What to do
In the records below, find the line containing "woman's white pants"; give it again exactly, along with every line that follows, and nothing else.

Stored items
════════════════════
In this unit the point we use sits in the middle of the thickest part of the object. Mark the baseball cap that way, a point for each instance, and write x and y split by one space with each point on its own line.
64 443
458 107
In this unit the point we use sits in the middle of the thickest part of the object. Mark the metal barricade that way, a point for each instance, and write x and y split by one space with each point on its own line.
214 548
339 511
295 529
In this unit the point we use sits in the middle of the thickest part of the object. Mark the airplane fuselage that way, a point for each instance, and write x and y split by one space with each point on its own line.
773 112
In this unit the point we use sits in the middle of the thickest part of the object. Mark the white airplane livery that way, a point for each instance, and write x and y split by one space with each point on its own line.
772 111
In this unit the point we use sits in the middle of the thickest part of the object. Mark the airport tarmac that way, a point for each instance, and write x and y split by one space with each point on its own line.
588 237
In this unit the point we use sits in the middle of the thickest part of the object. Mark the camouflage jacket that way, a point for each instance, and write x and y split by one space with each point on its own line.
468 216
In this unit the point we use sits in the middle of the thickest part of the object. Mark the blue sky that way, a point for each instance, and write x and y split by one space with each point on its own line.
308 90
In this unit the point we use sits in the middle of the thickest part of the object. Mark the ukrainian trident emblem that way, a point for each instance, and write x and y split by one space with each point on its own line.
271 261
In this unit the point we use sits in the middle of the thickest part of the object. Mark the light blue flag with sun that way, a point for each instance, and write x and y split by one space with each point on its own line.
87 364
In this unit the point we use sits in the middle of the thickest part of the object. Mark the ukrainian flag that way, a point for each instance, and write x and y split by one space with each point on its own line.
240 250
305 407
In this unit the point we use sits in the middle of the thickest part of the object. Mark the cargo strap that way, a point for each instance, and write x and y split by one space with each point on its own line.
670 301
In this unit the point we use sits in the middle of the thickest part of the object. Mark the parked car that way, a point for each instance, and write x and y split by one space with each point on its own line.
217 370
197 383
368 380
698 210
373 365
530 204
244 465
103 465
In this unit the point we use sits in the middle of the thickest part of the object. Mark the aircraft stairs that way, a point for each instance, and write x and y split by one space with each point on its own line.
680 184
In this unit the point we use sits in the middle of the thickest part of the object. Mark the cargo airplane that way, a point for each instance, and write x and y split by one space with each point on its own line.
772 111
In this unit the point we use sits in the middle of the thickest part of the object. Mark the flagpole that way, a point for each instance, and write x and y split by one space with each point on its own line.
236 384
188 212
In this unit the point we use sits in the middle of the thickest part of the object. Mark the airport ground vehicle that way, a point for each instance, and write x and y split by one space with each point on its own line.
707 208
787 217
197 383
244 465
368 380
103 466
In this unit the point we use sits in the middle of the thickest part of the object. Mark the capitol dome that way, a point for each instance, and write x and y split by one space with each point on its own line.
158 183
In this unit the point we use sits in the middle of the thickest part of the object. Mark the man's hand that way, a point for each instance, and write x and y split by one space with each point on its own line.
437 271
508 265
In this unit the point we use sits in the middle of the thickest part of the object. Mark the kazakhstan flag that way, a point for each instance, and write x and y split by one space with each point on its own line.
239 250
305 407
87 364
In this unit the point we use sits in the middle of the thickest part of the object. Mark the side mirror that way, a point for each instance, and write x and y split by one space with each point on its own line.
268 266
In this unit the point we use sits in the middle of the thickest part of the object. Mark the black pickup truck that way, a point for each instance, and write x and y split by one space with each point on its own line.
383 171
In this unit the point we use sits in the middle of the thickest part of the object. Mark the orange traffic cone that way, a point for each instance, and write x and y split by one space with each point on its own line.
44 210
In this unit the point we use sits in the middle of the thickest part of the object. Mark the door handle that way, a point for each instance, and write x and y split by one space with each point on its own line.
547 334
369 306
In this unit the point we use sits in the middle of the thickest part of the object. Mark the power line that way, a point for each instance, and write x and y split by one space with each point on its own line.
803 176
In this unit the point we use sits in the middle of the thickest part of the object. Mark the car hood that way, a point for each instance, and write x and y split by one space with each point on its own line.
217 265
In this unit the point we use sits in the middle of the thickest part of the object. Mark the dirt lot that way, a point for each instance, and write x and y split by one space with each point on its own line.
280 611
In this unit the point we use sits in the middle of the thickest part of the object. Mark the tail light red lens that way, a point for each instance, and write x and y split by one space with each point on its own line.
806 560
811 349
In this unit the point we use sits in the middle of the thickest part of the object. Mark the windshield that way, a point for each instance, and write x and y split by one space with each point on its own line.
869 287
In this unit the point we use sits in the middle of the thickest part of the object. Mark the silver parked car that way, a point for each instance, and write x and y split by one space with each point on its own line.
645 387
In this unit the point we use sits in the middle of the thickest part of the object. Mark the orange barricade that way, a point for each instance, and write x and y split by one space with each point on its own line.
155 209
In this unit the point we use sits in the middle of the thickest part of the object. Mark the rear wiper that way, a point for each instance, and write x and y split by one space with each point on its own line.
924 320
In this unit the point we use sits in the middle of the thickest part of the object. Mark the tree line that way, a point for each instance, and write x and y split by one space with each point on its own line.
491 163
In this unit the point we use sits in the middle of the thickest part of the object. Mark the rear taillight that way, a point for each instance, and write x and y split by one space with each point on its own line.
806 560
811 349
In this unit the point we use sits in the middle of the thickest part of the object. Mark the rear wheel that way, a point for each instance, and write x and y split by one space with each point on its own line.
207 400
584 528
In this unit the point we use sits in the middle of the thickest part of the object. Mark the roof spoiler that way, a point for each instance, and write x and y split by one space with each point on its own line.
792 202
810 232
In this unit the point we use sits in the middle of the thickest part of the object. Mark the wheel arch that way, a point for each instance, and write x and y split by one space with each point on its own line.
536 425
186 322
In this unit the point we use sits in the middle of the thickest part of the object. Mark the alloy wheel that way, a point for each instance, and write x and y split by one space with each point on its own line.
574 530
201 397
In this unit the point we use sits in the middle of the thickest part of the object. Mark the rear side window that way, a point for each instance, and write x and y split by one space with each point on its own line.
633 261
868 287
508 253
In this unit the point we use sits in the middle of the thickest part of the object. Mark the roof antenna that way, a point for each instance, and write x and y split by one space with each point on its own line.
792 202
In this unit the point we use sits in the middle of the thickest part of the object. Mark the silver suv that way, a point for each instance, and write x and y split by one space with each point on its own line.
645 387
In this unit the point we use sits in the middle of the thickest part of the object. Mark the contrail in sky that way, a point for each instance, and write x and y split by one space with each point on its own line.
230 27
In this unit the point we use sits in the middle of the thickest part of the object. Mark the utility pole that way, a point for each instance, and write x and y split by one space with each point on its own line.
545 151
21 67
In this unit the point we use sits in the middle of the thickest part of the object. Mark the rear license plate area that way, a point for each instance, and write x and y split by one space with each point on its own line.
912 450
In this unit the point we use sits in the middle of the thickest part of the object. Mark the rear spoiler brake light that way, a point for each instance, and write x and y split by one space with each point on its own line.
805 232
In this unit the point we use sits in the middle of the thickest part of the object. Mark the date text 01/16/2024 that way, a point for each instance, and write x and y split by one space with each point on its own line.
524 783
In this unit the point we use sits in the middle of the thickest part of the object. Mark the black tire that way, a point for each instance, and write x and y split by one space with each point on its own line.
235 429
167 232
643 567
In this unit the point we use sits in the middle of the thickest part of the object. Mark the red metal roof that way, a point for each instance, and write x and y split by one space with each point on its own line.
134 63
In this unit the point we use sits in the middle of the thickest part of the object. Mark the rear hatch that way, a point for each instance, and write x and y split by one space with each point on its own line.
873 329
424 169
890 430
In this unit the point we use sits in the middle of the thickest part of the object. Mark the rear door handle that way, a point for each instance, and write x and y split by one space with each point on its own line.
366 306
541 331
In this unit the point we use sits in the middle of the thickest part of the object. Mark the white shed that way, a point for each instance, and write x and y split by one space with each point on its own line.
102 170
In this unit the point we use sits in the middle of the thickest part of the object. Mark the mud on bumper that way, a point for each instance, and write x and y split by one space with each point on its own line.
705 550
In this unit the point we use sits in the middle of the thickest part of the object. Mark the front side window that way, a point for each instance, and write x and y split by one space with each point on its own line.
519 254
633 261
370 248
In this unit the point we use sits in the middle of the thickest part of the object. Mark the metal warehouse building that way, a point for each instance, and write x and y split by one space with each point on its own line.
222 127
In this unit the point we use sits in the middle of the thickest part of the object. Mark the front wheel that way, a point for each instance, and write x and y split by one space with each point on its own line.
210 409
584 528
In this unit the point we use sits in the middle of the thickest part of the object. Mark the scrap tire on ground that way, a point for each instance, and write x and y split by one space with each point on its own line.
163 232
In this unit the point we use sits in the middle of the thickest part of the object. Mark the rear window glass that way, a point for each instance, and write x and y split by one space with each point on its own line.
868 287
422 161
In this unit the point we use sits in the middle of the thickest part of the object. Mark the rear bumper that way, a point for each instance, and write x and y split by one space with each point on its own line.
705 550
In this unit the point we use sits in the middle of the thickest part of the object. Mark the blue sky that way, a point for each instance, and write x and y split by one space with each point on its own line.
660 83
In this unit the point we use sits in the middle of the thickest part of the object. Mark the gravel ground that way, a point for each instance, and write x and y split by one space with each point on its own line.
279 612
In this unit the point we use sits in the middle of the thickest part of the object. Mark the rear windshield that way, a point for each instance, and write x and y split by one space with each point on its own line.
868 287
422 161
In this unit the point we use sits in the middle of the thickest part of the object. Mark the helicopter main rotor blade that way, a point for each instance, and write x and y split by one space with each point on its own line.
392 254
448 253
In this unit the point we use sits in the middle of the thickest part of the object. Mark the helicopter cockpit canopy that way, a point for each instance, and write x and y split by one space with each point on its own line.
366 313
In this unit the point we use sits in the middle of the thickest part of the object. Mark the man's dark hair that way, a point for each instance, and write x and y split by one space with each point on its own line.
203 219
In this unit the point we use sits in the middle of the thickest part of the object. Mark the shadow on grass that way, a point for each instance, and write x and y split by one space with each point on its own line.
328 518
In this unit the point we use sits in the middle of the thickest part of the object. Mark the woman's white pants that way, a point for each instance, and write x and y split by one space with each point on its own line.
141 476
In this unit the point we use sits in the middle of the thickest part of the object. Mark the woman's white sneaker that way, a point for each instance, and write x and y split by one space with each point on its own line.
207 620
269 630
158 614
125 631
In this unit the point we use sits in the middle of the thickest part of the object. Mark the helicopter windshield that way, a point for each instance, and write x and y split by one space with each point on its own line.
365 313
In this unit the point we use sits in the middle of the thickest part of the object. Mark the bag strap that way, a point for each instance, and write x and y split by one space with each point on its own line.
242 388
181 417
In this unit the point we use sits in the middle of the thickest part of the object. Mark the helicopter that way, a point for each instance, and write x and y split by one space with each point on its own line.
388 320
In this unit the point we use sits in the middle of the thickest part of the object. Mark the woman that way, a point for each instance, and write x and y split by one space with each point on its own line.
════════════════════
The result
In this unit the point we use sits in the middle of the thickest part of the object. Mark the woman's white pants that way, a point for each instance, and write x and y split by one space with each point on its own line.
141 476
In this unit the point we use sits in the middle of the thickest part of the object. Mark the woman's white sneaker that way, a point for each instance, and write x and y split by one space with each point on its own line.
207 620
269 630
158 614
125 631
In this unit the point we use sits in the middle of the thickest part of the object. Mark the helicopter windshield that way, a point for each instance, and write x and y split by one space with each point on its own line.
365 313
In this unit the point we use sits in the middle of the thickest part of the object. Mark the bag strap that way, a point for each instance, and write x and y split by one space with each point on its own line.
242 388
181 417
In this unit the point we use sits in the middle of the thickest part of the object. Mark the helicopter that way, a point for each instance, and write x and y split by one space with each point on its own line.
388 320
In this unit the point we use sits in the middle of the thickest part of the object. Mark the woman that way, a point for each instance, and write x and y split by one space with each point on its own line.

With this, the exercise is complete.